• **Written request 1**
Copy the materialized views thread starting with "Hmm I think" and going on through "materialized views right!", but replace "triggers" with "stored procedures".
• **Written request 2**
In the materialized views thread, what work does Ben Chobot say you have to do yourself to use materialized views in PG?
• **Written request 3**
Go on with the materialized views thread from its final sentence.

• **Document**
Re: Materialized views in Oracle

From
Mike Christensen
Date:

Hmm I think a materialized view you have to update yourself is called a "table"..  but after dealing with the nightmare that is Oracle 11g, I think it'd be much more fun going that route with triggers and everything.  Yes this thread is a complete vent, and also a plea to the pg guys to do materialized views right!

On Sep 21, 2011 1:54 PM, "Ben Chobot" <bench@silentmedia.com> wrote:
> On Sep 21, 2011, at 1:17 PM, Mike Christensen wrote:
>
>> So I used to think materialized views in Postgres would be an awesome feature. That is until I had to endure the hell hole which is Oracle's implementation.. what a complete joke.. did MS SQL's indexed views do any better? Hopefully if PG 10 implements this, they'll make it actually useful to people.
>>
>
> Not sure if this was a question or just blowing off frustration, but you can do materialized views in PG just fine. It's just that you have to do the work of updating them yourself. You can make a good case that's a good thing, because it lets you optimize the process around your needs..... but it does add for dba complexity.
>
> (Hey, just like replication! :) )

Re: Materialized views in Oracle

From
Scott Marlowe
Date:
On Wed, Sep 21, 2011 at 2:54 PM, Ben Chobot <bench@silentmedia.com> wrote:
> On Sep 21, 2011, at 1:17 PM, Mike Christensen wrote:
>
> So I used to think materialized views in Postgres would be an awesome
> feature.  That is until I had to endure the hell hole which is Oracle's
> implementation..  what a complete joke..  did MS SQL's indexed views do any
> better?  Hopefully if PG 10 implements this, they'll make it actually useful
> to people.
>
> Not sure if this was a question or just blowing off frustration, but you can
> do materialized views in PG just fine. It's just that you have to do the
> work of updating them yourself. You can make a good case that's a good
> thing, because it lets you optimize the process around your needs..... but
> it does add for dba complexity.

Well if you set it up with triggers etc you can have materialized
views that autoupdate, but that may or may not be the best way to do
things for your particular workload.

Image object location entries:
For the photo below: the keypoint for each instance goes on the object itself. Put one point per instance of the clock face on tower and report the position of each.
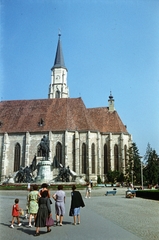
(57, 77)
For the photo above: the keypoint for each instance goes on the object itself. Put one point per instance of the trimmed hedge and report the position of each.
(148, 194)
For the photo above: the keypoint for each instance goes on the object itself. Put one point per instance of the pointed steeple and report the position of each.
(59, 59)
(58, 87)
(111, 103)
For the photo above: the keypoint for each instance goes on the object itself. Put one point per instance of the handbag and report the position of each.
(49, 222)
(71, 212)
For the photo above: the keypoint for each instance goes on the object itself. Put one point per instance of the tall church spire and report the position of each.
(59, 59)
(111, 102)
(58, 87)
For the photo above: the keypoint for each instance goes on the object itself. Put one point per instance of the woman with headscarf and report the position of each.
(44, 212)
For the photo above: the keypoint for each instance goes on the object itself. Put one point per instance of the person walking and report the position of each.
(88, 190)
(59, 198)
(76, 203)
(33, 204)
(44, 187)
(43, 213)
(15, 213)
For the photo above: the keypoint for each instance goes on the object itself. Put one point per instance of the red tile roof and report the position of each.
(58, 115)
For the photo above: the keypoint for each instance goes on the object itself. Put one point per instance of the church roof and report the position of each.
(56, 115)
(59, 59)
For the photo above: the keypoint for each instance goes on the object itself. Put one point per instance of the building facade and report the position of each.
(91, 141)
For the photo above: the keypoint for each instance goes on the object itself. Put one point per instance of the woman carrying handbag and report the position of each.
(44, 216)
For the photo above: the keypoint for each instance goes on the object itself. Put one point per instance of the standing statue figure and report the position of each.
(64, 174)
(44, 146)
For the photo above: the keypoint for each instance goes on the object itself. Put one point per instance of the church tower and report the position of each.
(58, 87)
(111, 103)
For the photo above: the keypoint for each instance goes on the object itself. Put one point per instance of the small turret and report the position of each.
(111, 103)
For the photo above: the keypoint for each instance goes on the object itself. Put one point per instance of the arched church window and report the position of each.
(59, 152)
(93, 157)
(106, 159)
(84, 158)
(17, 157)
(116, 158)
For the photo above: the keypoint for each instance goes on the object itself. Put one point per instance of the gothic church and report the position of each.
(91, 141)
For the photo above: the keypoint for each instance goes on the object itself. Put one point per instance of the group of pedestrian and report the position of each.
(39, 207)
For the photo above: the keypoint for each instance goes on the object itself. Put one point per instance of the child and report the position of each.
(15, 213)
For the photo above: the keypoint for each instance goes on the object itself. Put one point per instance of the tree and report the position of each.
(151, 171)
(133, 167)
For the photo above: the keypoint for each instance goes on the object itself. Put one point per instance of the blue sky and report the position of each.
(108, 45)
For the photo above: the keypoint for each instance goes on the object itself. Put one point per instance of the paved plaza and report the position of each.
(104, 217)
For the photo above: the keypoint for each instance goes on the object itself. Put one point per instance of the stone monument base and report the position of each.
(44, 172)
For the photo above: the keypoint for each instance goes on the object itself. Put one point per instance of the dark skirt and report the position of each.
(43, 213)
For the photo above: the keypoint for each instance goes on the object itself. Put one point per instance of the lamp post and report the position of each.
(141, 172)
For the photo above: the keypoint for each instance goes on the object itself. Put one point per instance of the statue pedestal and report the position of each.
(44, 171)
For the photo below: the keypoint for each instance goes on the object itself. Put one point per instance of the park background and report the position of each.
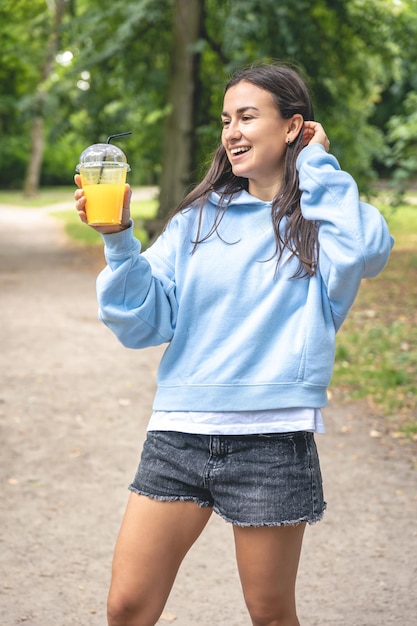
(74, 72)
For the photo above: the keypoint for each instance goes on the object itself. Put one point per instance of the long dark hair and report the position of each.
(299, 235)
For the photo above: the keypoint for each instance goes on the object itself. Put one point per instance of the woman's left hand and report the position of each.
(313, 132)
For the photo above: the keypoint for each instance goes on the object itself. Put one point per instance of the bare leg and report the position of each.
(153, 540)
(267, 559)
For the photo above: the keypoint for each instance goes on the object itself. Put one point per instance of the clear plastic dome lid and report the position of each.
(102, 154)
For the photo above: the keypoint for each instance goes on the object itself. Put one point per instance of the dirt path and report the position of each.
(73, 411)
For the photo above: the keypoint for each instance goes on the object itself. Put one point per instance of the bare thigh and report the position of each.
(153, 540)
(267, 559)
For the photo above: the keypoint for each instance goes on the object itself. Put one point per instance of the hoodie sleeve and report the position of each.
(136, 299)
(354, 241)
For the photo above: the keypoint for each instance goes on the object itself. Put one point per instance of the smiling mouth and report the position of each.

• **Output 1**
Hmm I think a materialized view you have to update yourself is called a "table"..  but after dealing with the nightmare that is Oracle 11g, I think it'd be much more fun going that route with stored procedures and everything.  Yes this thread is a complete vent, and also a plea to the pg guys to do materialized views right!

• **Output 2**
You have to update them yourself.

• **Output 3**
Re: Materialized views in Oracle

From
Craig Ringer
Date:
On 09/22/2011 06:02 AM, Mike Christensen wrote:
> Hmm I think a materialized view you have to update yourself is called a
> "table"..  but after dealing with the nightmare that is Oracle 11g, I
> think it'd be much more fun going that route with triggers and
> everything.  Yes this thread is a complete vent, and also a plea to the
> pg guys to do materialized views right!

In terms of defining "right," it'd be rather handy to know what's wrong
with the implementation you're currently struggling with. The Oracle
guys won't have set out to do it wrong; whatever's wrong with it won't
be obvious until you try to use it a different way to how they
envisioned it or will be an issue that only comes up in real-world use.

It's entirely possible any future Pg support could fall into the same
issue ... unless opportunities like this are used to learn from the
experience of those who went before.

Exactly what do you find frustrating with the mat views you're using?

What's wrong with them? What's right with them? How are you trying to
use them? What problem are you attempting to solve with them? How do you
*want* and *expect* them to work?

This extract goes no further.